┌─ Extract to read

In one embodiment, the user selects one of the displayed digits and provides a user input that causes the system to zero out all digits that are less-significant than the selected digit. For example, the user may touch a digit displayed on the screen to select the digit and then provide a shake input. In another embodiment, the shake input itself is performed on a digit, thereby combining the step of selecting and shaking in a single operation, i.e., the shake operation. The user input, for example, the shake input causes the system to change the value of each digit that is less-significant than the selected digit to zero.
For example, if the numeric value displayed is 42356 and the user selects digit 2 and provides the user input, the system changes the numeric value to 42000 since 3, 5, and 6 are digits that are less significant that digit 2 in 42356. These embodiments allow the user to remove clutter in a numeric value by reducing less-significant digits to zero without having to change the values of the digits to zero one by one.
As an example, the user input provided for zeroing out all less significant digit is a shake. For example, the user may select the digit and shake the digit up and down. The shake input may be provided by the user by rapidly moving the users finger on a touch screen or by rapidly moving a pointing device back and forth, i.e., in a first direction followed by a second direction opposite the first direction and repeating the movement in rapid succession. In an embodiment, the shake input is along a direction that is approximately perpendicular to the orientation of the numeric value as displayed on the screen. That is, the shake input is along a direction that has at least a component along the direction perpendicular to the orientation of the numeric value as displayed on the screen.
In another embodiment, the user input associated with a selection of a digit causes the system to round off the numeric value at the selected digit. For example, if the input numeric value is 42998 and the user shakes the digit 2, the system changes the numeric value to 43000. Accordingly, the selected digit is rounded off to the nearest value based on the value of the less-significant digits. In an embodiment, if the value of the less-significant digit adjacent to the selected digit is greater than or equal to 5, the system increases the value of the selected digit by one responsive to the shake input as all less-significant digits are zeroed out. On the other hand, if the value of the less-significant digit adjacent to the selected digit is less than 5, the system keeps the value of the selected digit the same responsive to the shake input as all less-significant digits are zeroed out.

└─
┌─ Data lines

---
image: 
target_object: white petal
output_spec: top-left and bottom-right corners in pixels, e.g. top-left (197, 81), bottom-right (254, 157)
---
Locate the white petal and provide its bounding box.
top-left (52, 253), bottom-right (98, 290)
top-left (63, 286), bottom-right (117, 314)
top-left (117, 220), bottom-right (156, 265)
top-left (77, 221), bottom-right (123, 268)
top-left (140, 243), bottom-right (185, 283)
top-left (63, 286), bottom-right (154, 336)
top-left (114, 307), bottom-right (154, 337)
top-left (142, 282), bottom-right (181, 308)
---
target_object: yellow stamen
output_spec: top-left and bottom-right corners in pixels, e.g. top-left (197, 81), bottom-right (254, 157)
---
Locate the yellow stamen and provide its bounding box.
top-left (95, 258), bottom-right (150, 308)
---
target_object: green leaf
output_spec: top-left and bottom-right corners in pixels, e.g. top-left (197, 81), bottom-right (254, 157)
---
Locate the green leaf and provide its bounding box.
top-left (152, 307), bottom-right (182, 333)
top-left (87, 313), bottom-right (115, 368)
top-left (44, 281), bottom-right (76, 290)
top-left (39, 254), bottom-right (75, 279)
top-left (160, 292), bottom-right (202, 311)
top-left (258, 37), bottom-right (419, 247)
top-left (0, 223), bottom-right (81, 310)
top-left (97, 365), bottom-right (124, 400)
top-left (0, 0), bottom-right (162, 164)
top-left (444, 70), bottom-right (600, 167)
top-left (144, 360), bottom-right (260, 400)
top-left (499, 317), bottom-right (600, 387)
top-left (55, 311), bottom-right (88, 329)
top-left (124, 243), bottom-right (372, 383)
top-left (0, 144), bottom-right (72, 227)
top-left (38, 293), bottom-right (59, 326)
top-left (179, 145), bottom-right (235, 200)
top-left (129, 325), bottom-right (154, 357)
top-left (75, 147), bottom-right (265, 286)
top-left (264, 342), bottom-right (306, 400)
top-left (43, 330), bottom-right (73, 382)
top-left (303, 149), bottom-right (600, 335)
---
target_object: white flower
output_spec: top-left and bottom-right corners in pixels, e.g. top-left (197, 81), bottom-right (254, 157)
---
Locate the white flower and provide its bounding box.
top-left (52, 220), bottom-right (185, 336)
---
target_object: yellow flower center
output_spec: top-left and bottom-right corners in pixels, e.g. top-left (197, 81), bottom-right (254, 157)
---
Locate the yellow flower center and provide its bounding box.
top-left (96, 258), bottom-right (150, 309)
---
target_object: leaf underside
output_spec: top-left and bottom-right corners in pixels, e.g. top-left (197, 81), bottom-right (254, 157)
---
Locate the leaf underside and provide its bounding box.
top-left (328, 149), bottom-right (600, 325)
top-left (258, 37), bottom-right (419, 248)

└─

* _What to work on_
1: According to the digit-zeroing passage, what value does 42998 become when the user shakes the digit 2?
2: Edit the listing from its start through the line containing "top-left (142, 282), bottom-right (181, 308)", changing "white petal" to "ivory petal" and keeping everything else the same. Return only that stretch.
The listing has no connection to the digit-zeroing passage.

* _Task-by-task answers_
1: 43000

2:
---
image: 
target_object: ivory petal
output_spec: top-left and bottom-right corners in pixels, e.g. top-left (197, 81), bottom-right (254, 157)
---
Locate the ivory petal and provide its bounding box.
top-left (52, 253), bottom-right (98, 290)
top-left (63, 286), bottom-right (117, 314)
top-left (117, 220), bottom-right (156, 265)
top-left (77, 221), bottom-right (123, 268)
top-left (140, 243), bottom-right (185, 283)
top-left (63, 286), bottom-right (154, 336)
top-left (114, 307), bottom-right (154, 337)
top-left (142, 282), bottom-right (181, 308)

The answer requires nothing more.